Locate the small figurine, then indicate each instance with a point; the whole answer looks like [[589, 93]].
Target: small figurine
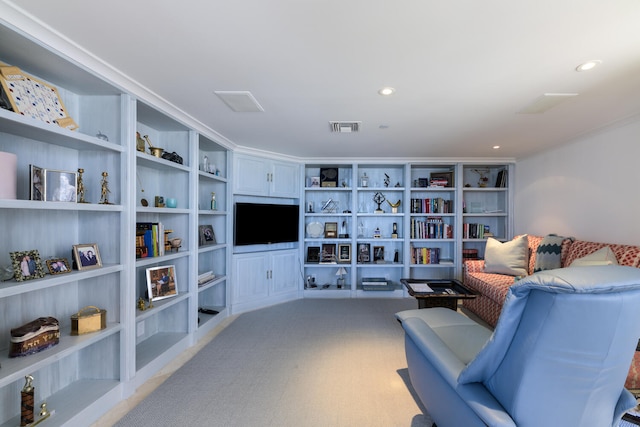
[[139, 143], [104, 198], [80, 187], [394, 206], [379, 199]]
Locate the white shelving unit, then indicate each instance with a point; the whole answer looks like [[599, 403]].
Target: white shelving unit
[[429, 219], [84, 376]]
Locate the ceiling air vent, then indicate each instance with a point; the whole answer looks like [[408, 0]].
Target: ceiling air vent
[[345, 127]]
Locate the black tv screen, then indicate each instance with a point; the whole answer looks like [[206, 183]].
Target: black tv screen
[[264, 223]]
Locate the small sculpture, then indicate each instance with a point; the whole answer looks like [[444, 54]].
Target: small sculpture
[[80, 187], [139, 143], [104, 198], [394, 206], [379, 199]]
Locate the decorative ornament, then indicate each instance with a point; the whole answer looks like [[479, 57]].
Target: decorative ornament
[[104, 198], [379, 199], [394, 206]]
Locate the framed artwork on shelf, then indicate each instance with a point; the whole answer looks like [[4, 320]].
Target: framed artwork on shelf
[[364, 252], [58, 266], [60, 186], [344, 252], [313, 254], [378, 254], [36, 183], [206, 235], [441, 179], [328, 255], [162, 282], [26, 265], [87, 256], [328, 177], [330, 230]]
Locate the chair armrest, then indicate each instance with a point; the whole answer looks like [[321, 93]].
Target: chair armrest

----

GIVEN TASK => Give the records as a Markdown table, starting at the line containing "Locate the small sculpture, then" and running through the end of the records. Use a Row column for the row number and a Text column for the line, and leave out blank lines.

REPLY TO THE EXERCISE =>
| Row | Text |
|---|---|
| 1 | Locate the small sculpture, then indicate each instance with a point; the whole answer looks like [[444, 54]]. |
| 2 | Target: small sculpture |
| 3 | [[80, 187], [139, 143], [104, 198], [394, 206], [379, 199]] |
| 4 | Locate the decorative ornament, then indicate each instance with a point; the whole answer looks like [[479, 57]]. |
| 5 | Target: decorative ornament |
| 6 | [[104, 198], [379, 199], [394, 206]] |
| 7 | Locate the framed artwork on shelf, then indicate each instance with a point; the whole answer looks like [[4, 320]]. |
| 8 | Target: framed artwork on shelf |
| 9 | [[364, 252], [58, 266], [60, 186], [344, 252], [313, 254], [378, 254], [36, 183], [206, 235], [441, 179], [328, 255], [162, 282], [26, 265], [87, 256], [328, 177], [330, 230]] |
| 10 | Locate the chair armrest, then indicate each instance with a point; the whole answer looks like [[321, 93]]. |
| 11 | Target: chair armrest |